§ **INSTRUCTIONS TO FOLLOW**: Skip all pictures. Write out the data below from its first line through the line that contains "x=260, y=376".

[[ DATA FOR THIS EXERCISE open ]]

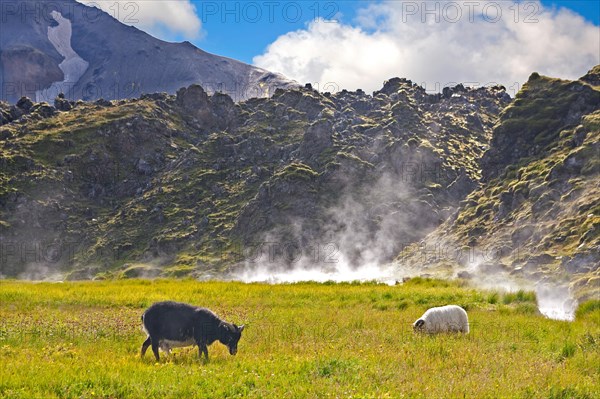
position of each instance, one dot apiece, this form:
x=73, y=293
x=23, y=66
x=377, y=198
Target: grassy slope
x=538, y=212
x=81, y=340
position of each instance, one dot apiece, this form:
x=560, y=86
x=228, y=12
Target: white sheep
x=450, y=318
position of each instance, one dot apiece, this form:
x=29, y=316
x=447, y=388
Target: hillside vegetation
x=82, y=340
x=184, y=184
x=536, y=214
x=194, y=185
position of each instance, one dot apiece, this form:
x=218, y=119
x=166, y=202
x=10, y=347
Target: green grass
x=82, y=340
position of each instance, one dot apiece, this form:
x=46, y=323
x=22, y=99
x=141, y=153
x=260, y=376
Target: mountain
x=196, y=184
x=536, y=214
x=467, y=183
x=52, y=47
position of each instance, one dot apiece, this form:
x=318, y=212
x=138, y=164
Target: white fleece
x=450, y=318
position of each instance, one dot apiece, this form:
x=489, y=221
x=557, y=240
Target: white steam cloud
x=437, y=43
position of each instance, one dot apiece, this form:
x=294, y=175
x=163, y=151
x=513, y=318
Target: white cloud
x=395, y=38
x=167, y=20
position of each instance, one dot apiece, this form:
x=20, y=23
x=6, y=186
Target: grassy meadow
x=308, y=340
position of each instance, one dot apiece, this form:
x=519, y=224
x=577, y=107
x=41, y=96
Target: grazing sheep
x=173, y=325
x=450, y=318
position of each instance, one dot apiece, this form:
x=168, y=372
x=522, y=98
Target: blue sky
x=359, y=44
x=245, y=38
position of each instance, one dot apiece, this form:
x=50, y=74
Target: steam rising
x=364, y=251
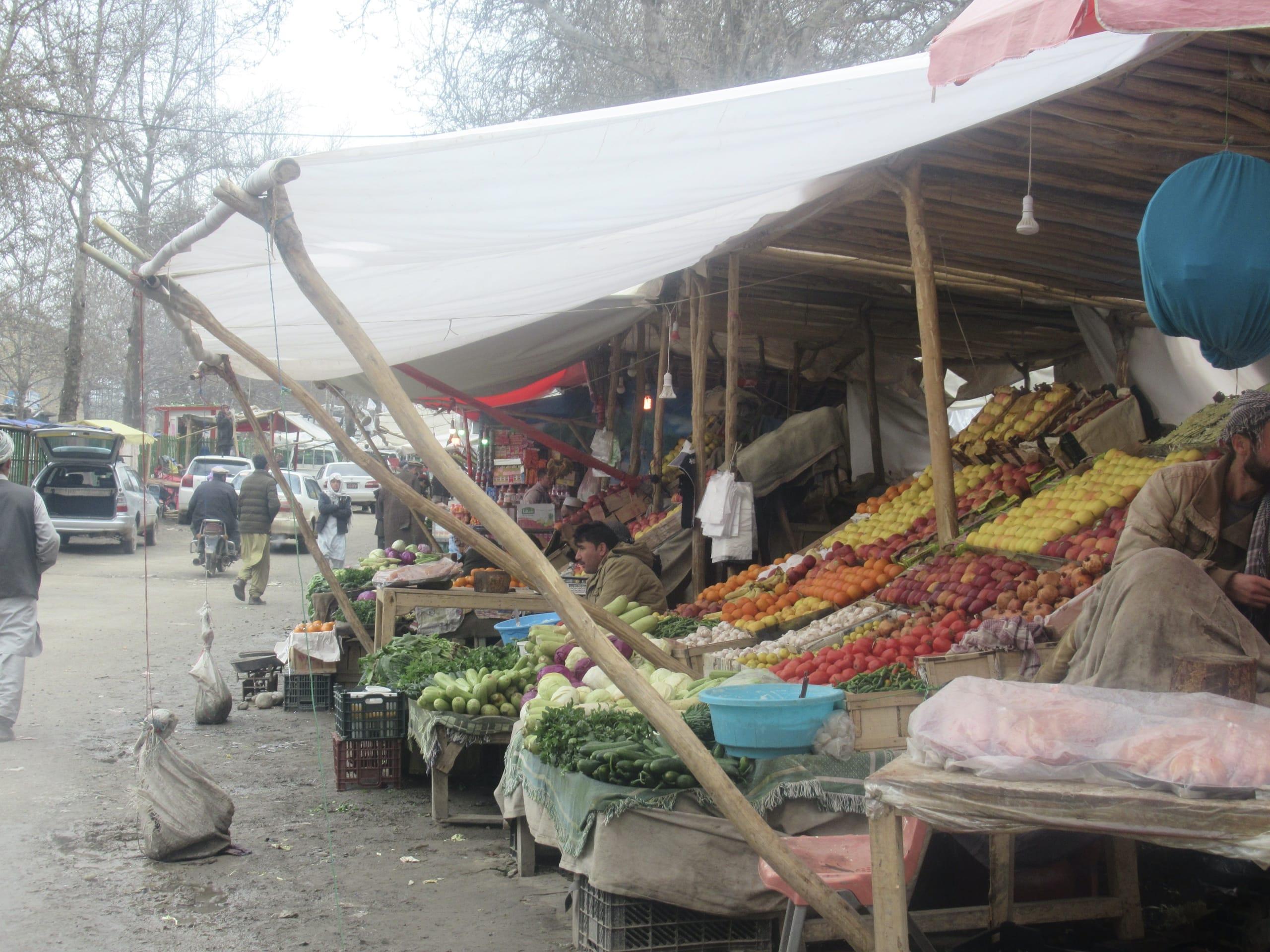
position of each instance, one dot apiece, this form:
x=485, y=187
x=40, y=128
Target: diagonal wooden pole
x=726, y=795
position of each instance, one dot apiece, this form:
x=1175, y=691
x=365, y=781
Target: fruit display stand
x=441, y=738
x=393, y=602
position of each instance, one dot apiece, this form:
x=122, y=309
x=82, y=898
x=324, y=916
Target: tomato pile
x=911, y=636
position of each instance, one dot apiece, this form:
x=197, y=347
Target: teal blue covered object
x=1205, y=248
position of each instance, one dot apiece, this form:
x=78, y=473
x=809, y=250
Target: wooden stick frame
x=282, y=225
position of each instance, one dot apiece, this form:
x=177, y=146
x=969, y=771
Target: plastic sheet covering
x=1205, y=248
x=1197, y=746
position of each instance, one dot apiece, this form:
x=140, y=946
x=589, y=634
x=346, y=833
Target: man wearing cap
x=1192, y=570
x=215, y=499
x=28, y=549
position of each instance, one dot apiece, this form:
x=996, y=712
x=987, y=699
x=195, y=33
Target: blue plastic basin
x=769, y=720
x=516, y=629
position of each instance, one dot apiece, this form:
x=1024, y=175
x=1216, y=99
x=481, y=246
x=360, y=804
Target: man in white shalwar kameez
x=28, y=547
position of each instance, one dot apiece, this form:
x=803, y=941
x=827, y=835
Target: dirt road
x=324, y=871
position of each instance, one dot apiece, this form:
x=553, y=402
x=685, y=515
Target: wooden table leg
x=1001, y=879
x=890, y=892
x=1123, y=883
x=526, y=861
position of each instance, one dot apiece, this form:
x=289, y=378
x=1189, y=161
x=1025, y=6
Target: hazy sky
x=339, y=80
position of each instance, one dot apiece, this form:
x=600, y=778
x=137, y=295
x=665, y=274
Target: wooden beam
x=733, y=362
x=910, y=189
x=668, y=721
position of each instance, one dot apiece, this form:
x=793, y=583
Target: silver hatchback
x=89, y=492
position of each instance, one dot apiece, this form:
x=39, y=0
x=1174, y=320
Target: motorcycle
x=214, y=547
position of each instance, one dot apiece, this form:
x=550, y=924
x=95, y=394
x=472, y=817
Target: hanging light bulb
x=1028, y=224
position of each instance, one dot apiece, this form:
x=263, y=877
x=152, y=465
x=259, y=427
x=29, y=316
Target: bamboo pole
x=733, y=362
x=182, y=309
x=699, y=336
x=872, y=391
x=667, y=720
x=226, y=373
x=357, y=420
x=910, y=189
x=663, y=365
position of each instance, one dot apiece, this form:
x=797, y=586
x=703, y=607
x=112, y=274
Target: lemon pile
x=1075, y=503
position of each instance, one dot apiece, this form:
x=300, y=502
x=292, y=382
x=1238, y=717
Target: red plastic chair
x=845, y=865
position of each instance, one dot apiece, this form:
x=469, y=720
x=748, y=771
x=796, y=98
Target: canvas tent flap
x=454, y=241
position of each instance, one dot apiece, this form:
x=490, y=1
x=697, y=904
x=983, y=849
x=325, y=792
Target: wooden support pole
x=872, y=391
x=733, y=362
x=357, y=420
x=346, y=604
x=640, y=391
x=910, y=188
x=699, y=310
x=663, y=365
x=182, y=309
x=668, y=721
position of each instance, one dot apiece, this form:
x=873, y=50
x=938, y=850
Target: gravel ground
x=324, y=869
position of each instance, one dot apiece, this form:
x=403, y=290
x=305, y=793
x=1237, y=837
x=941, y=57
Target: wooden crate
x=882, y=720
x=695, y=656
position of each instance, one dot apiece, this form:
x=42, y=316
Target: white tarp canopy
x=474, y=255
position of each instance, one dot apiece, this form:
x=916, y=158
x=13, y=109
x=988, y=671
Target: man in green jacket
x=618, y=569
x=258, y=504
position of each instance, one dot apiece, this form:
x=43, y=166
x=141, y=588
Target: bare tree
x=491, y=61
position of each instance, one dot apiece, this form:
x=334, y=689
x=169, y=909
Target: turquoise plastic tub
x=517, y=629
x=769, y=720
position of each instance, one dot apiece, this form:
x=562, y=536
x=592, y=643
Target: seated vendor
x=1192, y=573
x=616, y=569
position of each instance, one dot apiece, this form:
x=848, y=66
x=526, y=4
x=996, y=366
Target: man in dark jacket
x=215, y=499
x=258, y=504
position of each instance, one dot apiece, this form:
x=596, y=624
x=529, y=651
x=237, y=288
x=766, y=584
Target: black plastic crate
x=309, y=692
x=368, y=765
x=371, y=715
x=611, y=923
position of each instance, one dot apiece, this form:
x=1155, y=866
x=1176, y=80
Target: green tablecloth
x=430, y=728
x=573, y=801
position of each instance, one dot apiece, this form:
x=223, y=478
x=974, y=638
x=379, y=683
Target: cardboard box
x=540, y=513
x=300, y=663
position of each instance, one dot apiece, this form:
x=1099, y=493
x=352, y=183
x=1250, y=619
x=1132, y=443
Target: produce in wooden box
x=1074, y=504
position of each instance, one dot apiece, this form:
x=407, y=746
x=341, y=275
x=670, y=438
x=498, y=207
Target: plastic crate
x=610, y=923
x=371, y=715
x=309, y=692
x=368, y=765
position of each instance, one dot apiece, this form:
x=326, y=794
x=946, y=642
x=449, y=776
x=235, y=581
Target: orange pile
x=844, y=584
x=873, y=504
x=751, y=610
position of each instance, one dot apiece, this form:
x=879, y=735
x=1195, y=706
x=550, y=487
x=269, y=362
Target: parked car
x=356, y=483
x=89, y=492
x=308, y=494
x=198, y=470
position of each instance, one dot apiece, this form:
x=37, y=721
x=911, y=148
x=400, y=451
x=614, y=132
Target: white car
x=88, y=492
x=198, y=470
x=356, y=483
x=308, y=494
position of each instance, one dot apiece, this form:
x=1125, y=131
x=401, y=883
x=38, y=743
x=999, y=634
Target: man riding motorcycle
x=215, y=499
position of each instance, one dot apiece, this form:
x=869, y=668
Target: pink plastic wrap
x=1197, y=746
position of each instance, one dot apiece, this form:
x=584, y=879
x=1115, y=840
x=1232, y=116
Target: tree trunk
x=67, y=407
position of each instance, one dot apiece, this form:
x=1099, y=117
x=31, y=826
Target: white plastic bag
x=837, y=737
x=1197, y=746
x=182, y=813
x=212, y=701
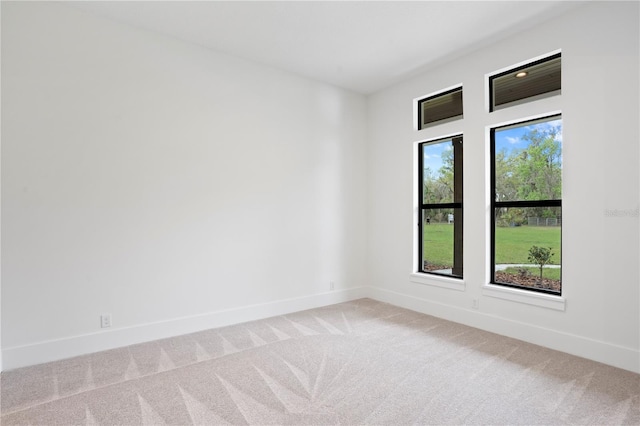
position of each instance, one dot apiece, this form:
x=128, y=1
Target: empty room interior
x=259, y=212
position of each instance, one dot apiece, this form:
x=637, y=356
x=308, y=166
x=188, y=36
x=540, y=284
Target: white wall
x=599, y=103
x=171, y=186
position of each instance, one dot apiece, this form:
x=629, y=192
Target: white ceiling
x=363, y=46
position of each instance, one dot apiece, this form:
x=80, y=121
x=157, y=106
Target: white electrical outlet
x=105, y=320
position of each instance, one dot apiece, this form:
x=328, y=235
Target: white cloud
x=513, y=140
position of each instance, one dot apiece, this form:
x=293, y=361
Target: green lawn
x=512, y=243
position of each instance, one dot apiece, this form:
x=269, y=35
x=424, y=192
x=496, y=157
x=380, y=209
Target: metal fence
x=544, y=221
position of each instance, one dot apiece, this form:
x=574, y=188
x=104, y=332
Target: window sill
x=438, y=281
x=523, y=296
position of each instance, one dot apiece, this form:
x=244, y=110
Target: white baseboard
x=53, y=350
x=606, y=353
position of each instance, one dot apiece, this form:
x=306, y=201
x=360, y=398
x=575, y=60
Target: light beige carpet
x=362, y=362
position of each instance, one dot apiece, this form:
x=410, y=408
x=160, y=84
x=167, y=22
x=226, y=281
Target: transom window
x=526, y=181
x=440, y=107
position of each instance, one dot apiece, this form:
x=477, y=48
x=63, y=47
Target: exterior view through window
x=440, y=197
x=526, y=179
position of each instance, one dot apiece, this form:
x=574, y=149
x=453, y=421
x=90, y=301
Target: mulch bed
x=527, y=281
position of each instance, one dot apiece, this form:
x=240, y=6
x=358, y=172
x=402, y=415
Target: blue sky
x=511, y=139
x=508, y=139
x=433, y=155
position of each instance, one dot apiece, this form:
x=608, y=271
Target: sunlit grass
x=512, y=243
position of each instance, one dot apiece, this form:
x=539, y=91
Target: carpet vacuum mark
x=360, y=362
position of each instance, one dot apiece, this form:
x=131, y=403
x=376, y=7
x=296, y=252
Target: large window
x=440, y=200
x=526, y=180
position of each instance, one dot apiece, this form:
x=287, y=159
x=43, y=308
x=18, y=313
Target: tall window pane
x=441, y=221
x=527, y=205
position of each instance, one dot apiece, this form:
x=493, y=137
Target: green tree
x=538, y=168
x=540, y=256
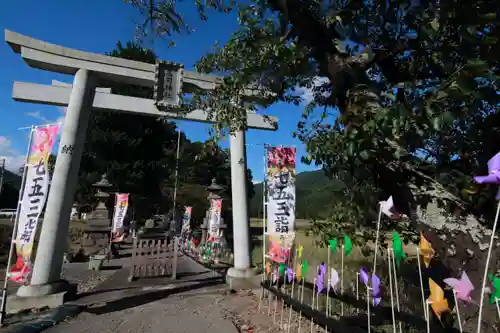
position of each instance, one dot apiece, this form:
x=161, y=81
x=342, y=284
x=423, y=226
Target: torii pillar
x=169, y=80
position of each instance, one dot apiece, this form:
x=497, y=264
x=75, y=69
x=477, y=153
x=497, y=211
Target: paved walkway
x=191, y=304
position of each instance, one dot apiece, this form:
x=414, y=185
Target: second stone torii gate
x=169, y=80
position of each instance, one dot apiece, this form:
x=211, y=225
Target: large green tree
x=406, y=91
x=405, y=103
x=138, y=153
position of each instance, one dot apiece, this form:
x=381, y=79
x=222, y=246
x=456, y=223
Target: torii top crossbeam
x=59, y=59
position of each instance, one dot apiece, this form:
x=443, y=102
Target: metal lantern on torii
x=169, y=80
x=214, y=193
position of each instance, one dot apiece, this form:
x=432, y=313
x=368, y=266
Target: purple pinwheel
x=375, y=287
x=493, y=176
x=289, y=274
x=320, y=279
x=275, y=275
x=377, y=295
x=363, y=276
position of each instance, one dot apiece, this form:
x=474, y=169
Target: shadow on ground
x=148, y=297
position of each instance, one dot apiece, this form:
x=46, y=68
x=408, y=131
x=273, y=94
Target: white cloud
x=13, y=158
x=307, y=94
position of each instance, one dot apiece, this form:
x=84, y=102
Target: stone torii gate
x=169, y=80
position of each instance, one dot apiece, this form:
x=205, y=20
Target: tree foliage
x=406, y=91
x=138, y=153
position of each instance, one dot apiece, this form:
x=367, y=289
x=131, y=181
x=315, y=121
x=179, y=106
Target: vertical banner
x=281, y=190
x=186, y=220
x=215, y=213
x=34, y=196
x=119, y=216
x=280, y=202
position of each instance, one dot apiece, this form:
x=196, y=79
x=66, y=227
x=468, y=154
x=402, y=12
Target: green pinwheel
x=397, y=247
x=333, y=245
x=282, y=269
x=304, y=269
x=495, y=293
x=347, y=245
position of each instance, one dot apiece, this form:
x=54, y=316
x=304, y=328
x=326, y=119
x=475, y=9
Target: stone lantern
x=101, y=213
x=98, y=226
x=214, y=192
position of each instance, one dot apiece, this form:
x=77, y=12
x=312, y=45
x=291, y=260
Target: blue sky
x=96, y=26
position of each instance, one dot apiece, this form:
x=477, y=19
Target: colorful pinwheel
x=462, y=287
x=493, y=176
x=334, y=279
x=439, y=304
x=375, y=285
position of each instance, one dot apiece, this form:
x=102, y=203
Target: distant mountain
x=10, y=190
x=314, y=192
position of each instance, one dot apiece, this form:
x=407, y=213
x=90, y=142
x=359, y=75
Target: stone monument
x=84, y=96
x=214, y=192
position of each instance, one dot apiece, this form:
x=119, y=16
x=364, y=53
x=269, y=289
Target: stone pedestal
x=46, y=278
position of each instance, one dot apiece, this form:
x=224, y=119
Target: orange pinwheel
x=298, y=271
x=426, y=250
x=268, y=268
x=439, y=304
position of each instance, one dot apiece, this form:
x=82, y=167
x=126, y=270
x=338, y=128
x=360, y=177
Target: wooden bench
x=153, y=256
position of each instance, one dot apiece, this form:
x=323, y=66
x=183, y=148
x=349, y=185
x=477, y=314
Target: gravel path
x=197, y=311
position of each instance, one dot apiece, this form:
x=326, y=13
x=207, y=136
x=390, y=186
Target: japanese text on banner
x=186, y=220
x=281, y=190
x=120, y=211
x=214, y=225
x=33, y=199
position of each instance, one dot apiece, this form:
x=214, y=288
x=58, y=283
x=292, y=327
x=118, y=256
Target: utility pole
x=173, y=226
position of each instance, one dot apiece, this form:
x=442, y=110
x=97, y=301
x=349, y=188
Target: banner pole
x=14, y=229
x=112, y=228
x=264, y=209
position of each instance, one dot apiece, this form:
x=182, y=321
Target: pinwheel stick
x=428, y=307
x=312, y=303
x=342, y=280
x=283, y=301
x=271, y=296
x=290, y=312
x=421, y=283
x=357, y=289
x=301, y=301
x=368, y=307
x=487, y=266
x=376, y=238
x=498, y=306
x=327, y=302
x=328, y=277
x=458, y=311
x=261, y=297
x=275, y=304
x=396, y=285
x=391, y=291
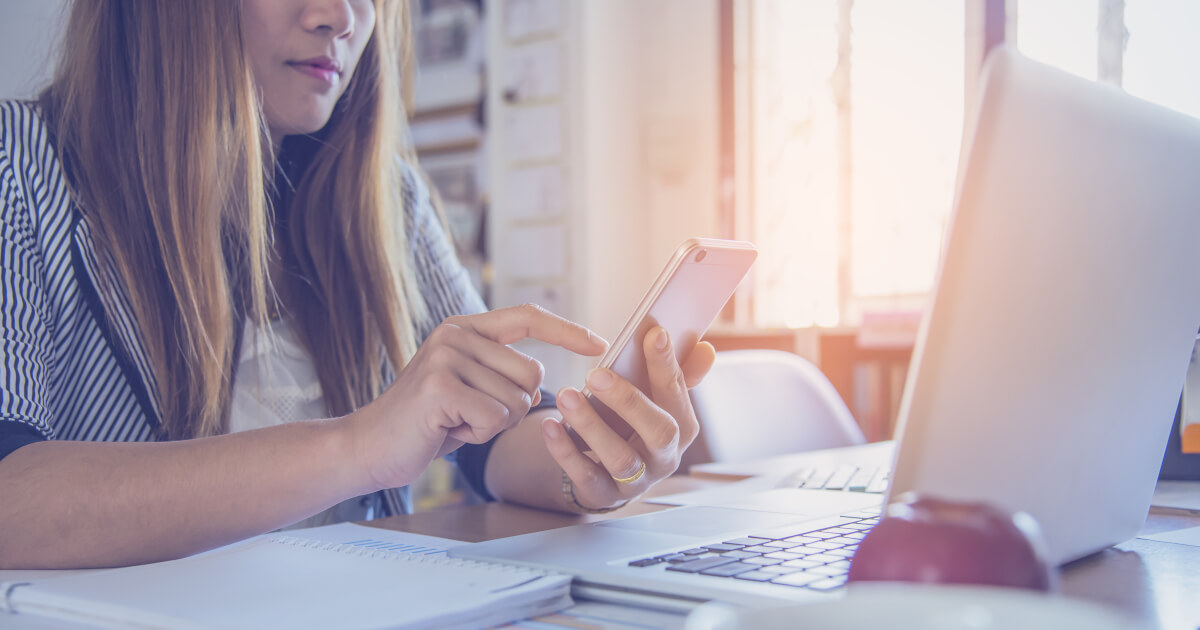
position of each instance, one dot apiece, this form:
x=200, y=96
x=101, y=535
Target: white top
x=277, y=383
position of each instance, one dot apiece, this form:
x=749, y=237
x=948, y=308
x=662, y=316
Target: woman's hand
x=664, y=423
x=463, y=385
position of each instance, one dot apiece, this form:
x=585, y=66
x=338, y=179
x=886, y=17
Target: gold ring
x=635, y=477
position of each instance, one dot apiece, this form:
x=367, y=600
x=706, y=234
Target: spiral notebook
x=372, y=579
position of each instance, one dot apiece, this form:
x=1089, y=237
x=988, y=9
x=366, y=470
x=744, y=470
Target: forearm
x=520, y=469
x=76, y=504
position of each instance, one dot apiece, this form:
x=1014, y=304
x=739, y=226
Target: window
x=1147, y=47
x=855, y=119
x=850, y=120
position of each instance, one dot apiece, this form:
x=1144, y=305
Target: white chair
x=756, y=403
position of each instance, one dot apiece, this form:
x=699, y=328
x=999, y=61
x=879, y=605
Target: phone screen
x=685, y=299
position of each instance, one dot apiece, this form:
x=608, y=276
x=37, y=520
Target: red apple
x=924, y=539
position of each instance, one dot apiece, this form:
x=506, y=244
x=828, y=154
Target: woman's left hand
x=618, y=469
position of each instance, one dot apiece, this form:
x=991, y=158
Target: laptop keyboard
x=814, y=556
x=849, y=478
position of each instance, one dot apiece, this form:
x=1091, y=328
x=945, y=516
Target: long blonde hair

[[ DATA FOR THIS EXERCISE closed ]]

§ **SOLUTION FOR THIS PROBLEM**:
position of each instance, one dot apiece, this form:
x=73, y=293
x=23, y=66
x=377, y=198
Target: grassy slope
x=538, y=212
x=81, y=340
position of each instance, one dot apiece, this form:
x=560, y=86
x=228, y=12
Target: white sheep
x=450, y=318
position of each instance, one dot apiece, this form:
x=29, y=316
x=447, y=388
Target: hillside vegetation
x=82, y=340
x=184, y=184
x=536, y=214
x=194, y=185
position of each instance, one dot apiece, this form:
x=218, y=119
x=166, y=202
x=10, y=347
Target: green grass
x=82, y=340
position of each instance, one dot apiece, this form:
x=46, y=323
x=22, y=99
x=141, y=153
x=260, y=376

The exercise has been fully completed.